=== Source excerpt ===

In the event, they parked the truck on Levanevskaya Street and the force of the explosion caught a single building on the edge of the settlement. Of the 58 dead, more than 20 were children.


According to Magomedov, Khattab subsequently paid the terrorists only half of the promised sum on the grounds that they had failed to plant the bomb in the agreed location.


All six men were arrested in Azerbaijan last November and handed over to the Russian authorities. They subsequently pleaded not guilty to all charges.


The prosecutor demanded the death penalty for Zainudinov and Salikhov, 25-year sentences for their accomplices, Abdulkadyr Kadyrov and Zainudin Zainudinov, and 20 years for Magomed Magomedov and Makhatch Abdusametov.


However, Judge Baguzha Anzholov handed down life sentences to Zainudinov and Salikhov and nine-year terms to Kadyrov and Zainudinov. The remaining two conspirators were freed under the terms of an amnesty to commemorate Victory Day.


The four-month court case coincided with the trial of five Buinaksk Wahhabis who plotted the assassination of deputy prosecutor Kurban Bulatov in 1999. The men were also found guilty of attempting to kidnap Colonel Georgy Iliadze, commander of the 136th Motor Rifle Regiment.


The prosecution claimed that Bulatov was targeted because of his crackdown on the Islamic stronghold of Karamakhi.


At the time, Bulatov was leading a police investigation into the 1996 killing of village leader Magomed Ataev. Investigators believed that Ataev's murder was orchestrated by his cousin, Khalip Ataev, who hired Ruslan Buniaminov, Vladimir Vyalov and Yusup Aselderov to shoot the prosecutor.

=== Dataset records ===

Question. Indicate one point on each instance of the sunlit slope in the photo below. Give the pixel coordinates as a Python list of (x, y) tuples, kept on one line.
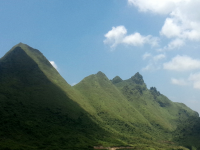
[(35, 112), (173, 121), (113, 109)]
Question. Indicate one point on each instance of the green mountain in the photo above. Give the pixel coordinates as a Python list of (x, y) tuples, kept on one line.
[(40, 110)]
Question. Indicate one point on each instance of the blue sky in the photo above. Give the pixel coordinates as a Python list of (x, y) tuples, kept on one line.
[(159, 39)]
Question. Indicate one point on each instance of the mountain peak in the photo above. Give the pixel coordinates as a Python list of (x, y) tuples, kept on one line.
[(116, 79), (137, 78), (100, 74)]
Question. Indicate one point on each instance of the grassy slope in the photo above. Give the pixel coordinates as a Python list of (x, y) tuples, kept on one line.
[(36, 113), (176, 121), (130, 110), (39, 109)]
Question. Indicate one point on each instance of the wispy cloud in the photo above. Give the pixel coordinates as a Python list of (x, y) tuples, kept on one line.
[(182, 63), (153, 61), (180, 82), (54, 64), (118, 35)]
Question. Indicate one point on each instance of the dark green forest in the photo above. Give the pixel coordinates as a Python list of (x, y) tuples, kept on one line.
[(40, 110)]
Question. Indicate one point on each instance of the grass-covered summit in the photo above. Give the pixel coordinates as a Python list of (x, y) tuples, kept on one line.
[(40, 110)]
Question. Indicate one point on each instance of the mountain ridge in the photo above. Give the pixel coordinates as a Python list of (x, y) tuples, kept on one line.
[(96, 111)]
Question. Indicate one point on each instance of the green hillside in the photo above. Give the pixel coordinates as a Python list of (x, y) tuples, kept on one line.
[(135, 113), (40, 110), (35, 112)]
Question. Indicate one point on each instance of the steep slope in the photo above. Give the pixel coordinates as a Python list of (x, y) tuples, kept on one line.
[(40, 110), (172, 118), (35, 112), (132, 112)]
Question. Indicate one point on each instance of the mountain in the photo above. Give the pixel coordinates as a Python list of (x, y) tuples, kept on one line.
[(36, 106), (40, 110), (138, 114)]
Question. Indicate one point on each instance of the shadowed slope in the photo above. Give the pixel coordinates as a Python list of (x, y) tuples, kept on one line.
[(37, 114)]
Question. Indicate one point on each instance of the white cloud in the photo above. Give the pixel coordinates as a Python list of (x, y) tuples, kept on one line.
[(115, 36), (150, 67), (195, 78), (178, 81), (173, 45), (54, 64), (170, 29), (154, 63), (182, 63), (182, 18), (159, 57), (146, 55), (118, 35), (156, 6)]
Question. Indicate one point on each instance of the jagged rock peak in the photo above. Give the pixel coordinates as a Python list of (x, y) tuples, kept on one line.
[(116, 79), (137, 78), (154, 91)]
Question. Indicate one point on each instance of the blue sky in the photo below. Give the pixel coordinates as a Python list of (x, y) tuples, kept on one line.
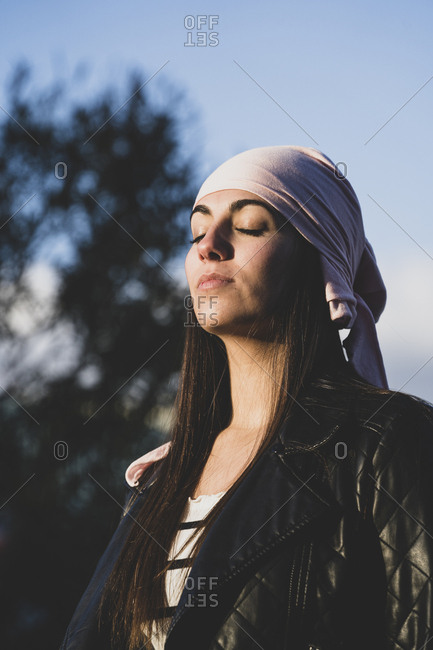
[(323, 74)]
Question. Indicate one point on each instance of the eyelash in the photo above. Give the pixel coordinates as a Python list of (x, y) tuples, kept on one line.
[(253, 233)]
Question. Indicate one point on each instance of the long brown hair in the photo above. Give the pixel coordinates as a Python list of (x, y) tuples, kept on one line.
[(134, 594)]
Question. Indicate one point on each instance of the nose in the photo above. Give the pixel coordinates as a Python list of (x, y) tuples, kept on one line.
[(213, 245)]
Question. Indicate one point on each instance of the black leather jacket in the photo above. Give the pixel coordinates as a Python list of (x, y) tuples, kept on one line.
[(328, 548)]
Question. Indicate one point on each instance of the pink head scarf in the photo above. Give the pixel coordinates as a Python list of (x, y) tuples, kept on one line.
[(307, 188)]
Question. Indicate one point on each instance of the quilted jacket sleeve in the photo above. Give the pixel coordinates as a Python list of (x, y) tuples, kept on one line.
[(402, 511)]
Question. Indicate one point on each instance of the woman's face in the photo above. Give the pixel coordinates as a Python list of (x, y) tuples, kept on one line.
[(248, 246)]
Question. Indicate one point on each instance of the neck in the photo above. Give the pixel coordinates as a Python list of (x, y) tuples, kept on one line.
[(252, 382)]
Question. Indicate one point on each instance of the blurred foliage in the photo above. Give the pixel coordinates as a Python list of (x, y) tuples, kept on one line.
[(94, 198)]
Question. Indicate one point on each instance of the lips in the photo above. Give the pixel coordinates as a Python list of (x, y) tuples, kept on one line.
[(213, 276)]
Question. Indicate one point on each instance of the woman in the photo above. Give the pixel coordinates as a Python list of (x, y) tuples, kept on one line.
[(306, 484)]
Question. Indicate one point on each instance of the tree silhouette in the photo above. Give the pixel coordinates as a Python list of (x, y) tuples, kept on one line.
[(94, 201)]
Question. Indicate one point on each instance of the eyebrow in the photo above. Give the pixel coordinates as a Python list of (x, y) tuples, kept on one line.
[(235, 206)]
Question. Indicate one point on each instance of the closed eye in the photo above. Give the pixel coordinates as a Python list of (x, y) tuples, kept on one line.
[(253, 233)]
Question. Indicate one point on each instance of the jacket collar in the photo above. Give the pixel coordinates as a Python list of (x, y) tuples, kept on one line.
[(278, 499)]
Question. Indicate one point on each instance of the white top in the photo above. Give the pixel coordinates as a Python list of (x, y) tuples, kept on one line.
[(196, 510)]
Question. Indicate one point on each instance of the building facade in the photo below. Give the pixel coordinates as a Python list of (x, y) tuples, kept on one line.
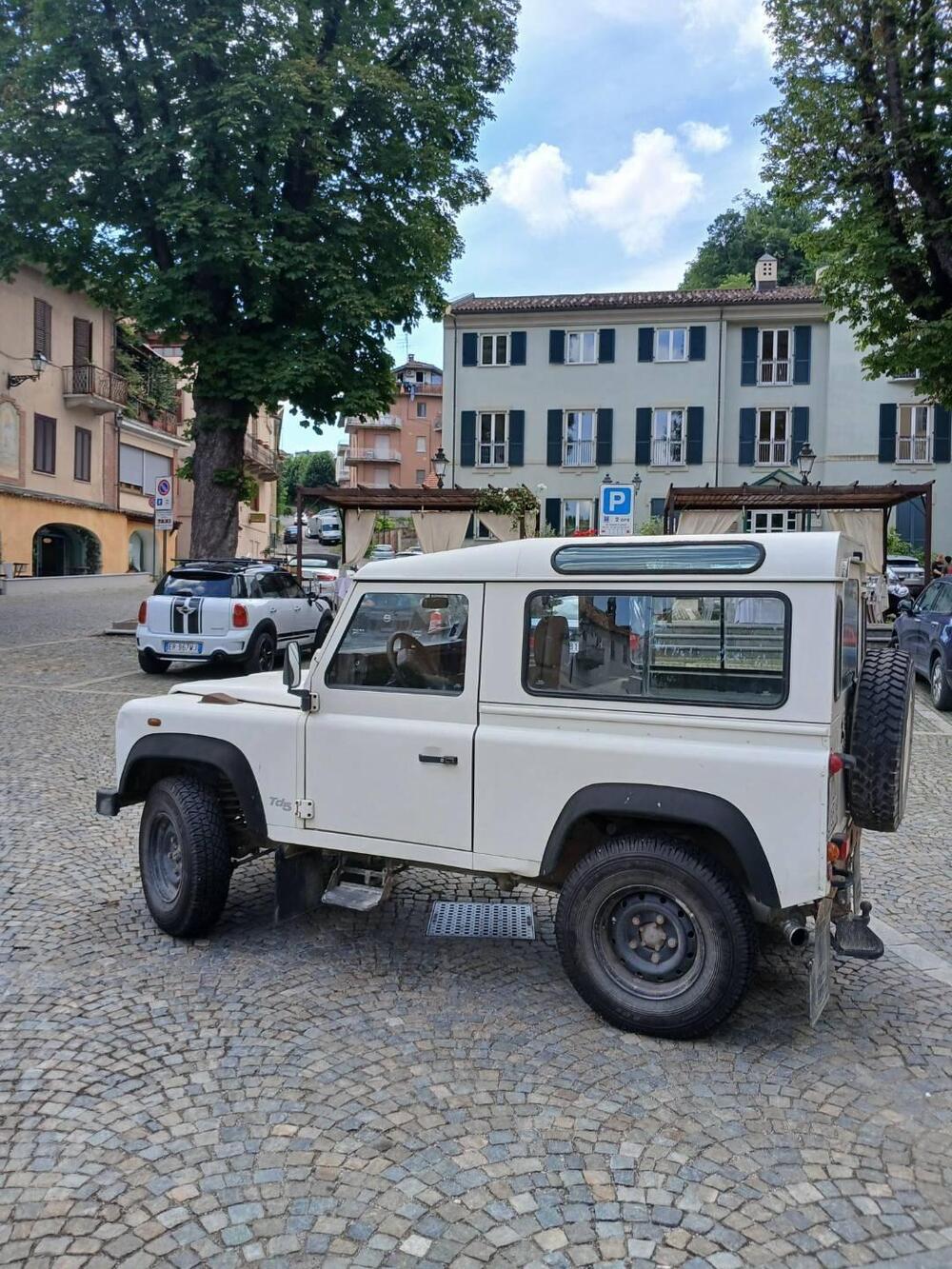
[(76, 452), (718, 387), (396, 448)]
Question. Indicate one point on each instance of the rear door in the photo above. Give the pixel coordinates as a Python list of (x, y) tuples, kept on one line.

===

▸ Jobs
**A.** Reproduce the bombing-trial excerpt word for word, starting at "According to Magomedov, Khattab" and ending at "commemorate Victory Day.".
**B.** List each line of the records that contains the word "mountain".

▸ Task-by-task outputs
**A.**
According to Magomedov, Khattab subsequently paid the terrorists only half of the promised sum on the grounds that they had failed to plant the bomb in the agreed location.


All six men were arrested in Azerbaijan last November and handed over to the Russian authorities. They subsequently pleaded not guilty to all charges.


The prosecutor demanded the death penalty for Zainudinov and Salikhov, 25-year sentences for their accomplices, Abdulkadyr Kadyrov and Zainudin Zainudinov, and 20 years for Magomed Magomedov and Makhatch Abdusametov.


However, Judge Baguzha Anzholov handed down life sentences to Zainudinov and Salikhov and nine-year terms to Kadyrov and Zainudinov. The remaining two conspirators were freed under the terms of an amnesty to commemorate Victory Day.

**B.**
Question. Indicate one point on each instance of the green mountain in the photo above. Give the pixel coordinates as a Python list of (x, y) tuples, kept on one line.
Question. Indicate one point on each instance of the mountain peak in the photo above. Give the pixel coordinates as a Python list of (x, y) tuples, kept on one line.
Question. Indicate one point on each instance of the mountain ridge in the photo above. Give the pixel coordinates as a Python list of (x, y) tuples, kept on one line.
Question. Indicate one point on each instance of the mountain in the photo above. Give the pixel coordinates as a Python list of (x, y) tuples, kept on one line.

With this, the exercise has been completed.